(Beginning of RECORDS FOR THE TASK)

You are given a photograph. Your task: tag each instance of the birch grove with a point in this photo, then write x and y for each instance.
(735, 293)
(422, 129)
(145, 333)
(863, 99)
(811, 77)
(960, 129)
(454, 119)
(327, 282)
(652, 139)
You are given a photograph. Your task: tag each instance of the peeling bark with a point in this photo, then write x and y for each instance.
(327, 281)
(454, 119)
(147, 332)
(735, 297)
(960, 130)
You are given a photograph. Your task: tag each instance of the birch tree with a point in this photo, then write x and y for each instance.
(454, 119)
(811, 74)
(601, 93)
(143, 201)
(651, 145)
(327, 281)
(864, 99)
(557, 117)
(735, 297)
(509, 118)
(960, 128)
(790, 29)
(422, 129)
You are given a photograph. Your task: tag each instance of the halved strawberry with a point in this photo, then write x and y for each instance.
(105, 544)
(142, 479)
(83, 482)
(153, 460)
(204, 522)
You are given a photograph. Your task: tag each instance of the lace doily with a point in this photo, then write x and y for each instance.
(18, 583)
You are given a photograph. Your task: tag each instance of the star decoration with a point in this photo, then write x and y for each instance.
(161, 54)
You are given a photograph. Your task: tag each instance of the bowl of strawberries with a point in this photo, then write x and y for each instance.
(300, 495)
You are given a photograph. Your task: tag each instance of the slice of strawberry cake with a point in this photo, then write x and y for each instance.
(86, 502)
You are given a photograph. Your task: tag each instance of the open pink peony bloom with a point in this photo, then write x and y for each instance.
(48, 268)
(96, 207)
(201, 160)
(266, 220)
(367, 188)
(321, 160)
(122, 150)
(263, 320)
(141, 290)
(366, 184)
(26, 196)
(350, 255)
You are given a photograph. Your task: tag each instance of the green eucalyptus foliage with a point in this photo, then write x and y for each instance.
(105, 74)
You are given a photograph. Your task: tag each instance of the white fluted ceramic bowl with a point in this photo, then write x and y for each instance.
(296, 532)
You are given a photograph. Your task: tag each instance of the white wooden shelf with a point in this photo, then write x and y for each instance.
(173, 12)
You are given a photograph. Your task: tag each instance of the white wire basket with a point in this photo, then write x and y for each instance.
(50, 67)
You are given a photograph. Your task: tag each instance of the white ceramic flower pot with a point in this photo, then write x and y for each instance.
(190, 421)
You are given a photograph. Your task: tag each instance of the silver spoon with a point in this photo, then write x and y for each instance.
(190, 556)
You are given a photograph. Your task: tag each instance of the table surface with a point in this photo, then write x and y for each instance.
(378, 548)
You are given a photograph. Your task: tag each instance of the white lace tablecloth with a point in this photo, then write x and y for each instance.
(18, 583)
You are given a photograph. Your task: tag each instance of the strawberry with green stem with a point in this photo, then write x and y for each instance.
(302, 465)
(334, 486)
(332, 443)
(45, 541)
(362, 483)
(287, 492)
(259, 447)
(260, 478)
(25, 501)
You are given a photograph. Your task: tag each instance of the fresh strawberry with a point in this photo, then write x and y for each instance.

(End of RECORDS FOR THE TASK)

▸ **EXERCISE DETAILS**
From the line that contains "the white lace" through the last line of the listing, every line is to be restated word for word, both ends included.

▸ **REPLY**
You are given a photograph. Your task: tag each instance of the white lace tablecloth with a point in this photo, then write x and y for each instance.
(18, 583)
You are given a photograph. Your task: tag each instance of the strawberry with green stem with a point in this photo, then write x and y for each instance.
(302, 465)
(334, 486)
(332, 443)
(45, 541)
(362, 483)
(287, 492)
(259, 447)
(260, 478)
(25, 501)
You are given a photograph. Your task: tag each instance of the fresh strawberry with a point in this photo, then write x and y for each instance.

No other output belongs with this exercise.